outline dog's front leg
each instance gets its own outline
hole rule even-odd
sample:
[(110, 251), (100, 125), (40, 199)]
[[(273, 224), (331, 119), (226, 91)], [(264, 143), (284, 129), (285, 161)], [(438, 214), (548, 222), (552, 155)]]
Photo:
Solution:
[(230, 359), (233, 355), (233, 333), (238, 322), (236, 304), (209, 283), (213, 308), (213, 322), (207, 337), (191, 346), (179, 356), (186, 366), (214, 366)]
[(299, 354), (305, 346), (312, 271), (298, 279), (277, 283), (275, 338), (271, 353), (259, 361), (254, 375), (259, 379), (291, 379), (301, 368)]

### EXERCISE
Reproduce every line above word for word, keeping each character and line break unchanged.

### RESPONSE TO THE EXERCISE
outline dog's front leg
each instance gets its own outline
hole rule even-odd
sample:
[(110, 251), (100, 125), (40, 199)]
[[(273, 224), (331, 119), (226, 91)], [(264, 143), (284, 129), (285, 161)], [(438, 214), (548, 222), (552, 155)]]
Photo:
Solution:
[(230, 359), (233, 355), (233, 333), (238, 322), (236, 304), (209, 283), (213, 308), (213, 322), (207, 337), (191, 346), (179, 356), (186, 366), (214, 366)]
[(299, 354), (305, 346), (312, 271), (298, 279), (277, 283), (275, 338), (271, 353), (259, 361), (254, 375), (259, 379), (291, 379), (301, 368)]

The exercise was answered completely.